◆ Passage shown ◆
The Stand - 2020 miniseries (possible spoilers)

Skarsgard is 6’4", so I think he has the height handled. As for his face, IIRC the book took care never to actually describe his features, except to say that he was terrifying - although that was more a matter of “aura” than anything else.

IIRC Nadine sees Flagg’s true form while he’s raping her, and it’s very, very wrong.

Here is a link to ep1. Its disappointing imo. They have changed the personalities of the main characters and they are telling the story in inexplicable flashbacks. Yet another disappointing King work ruined by filmmakers who think that they are better storytellers than the man himself.

The second episode was not as successful for me as the first one. I have to wonder how someone who wasn’t familiar with the novel could have followed what was happening at all which I didn’t feel with the first episode.

Also, replacing going through the Lincoln (Holland? I forget) Tunnel with going through a sewer was kind of lame.

Random Aside: I grew up in the Northeast but went to school in the Midwest. One of the friends I made was also a Stephen King fan who had never left his home state and until I told him otherwise, he had assumed King made up the idea of a tunnel connecting New York City and New Jersey.

I’m going to stick with it, but so far it just seems like an excuse to yell, “Fuck!,” every 45 seconds.

I, too found Episode 1 on You Tube last night. I did like the updated references to the Internet and other things appropriate to the late '10s, but I would have liked to have seen more about the dissolution of society as we knew it. Maybe that will happen later.

I hope it doesn’t. The story of the Stand is about what happens after the world collapses. All that stuff about the dissolution of society is just King being self-indulgent; any writer capable of self-editing would have left it out of the book. “Ooh, the military is going to go crazy and start killing everybody!” We get it - you’re a boomer.

So what’s up with the swelled throats that make Captain Trips’s victims look like bullfrogs?

That’s from the book. Some in the book called it “tube neck.”

◆ Given material ◆
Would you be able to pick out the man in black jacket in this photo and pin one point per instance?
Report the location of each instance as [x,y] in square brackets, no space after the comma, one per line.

◆ Exercise 1 ◆
Using the discussion of The Stand miniseries, answer these:
(a) How tall is Skarsgard?
(b) In the miniseries, what replaced going through the tunnel?
(c) What did some in the book call the swelled throats?
◆ Exercise 2 ◆
Name every region, city, and state that the discussion of The Stand miniseries mentions.

◆ Written solution 1 ◆
(a) 6’4"
(b) Going through a sewer
(c) “Tube neck”

◆ Written solution 2 ◆
the Northeast, the Midwest, New York City, New Jersey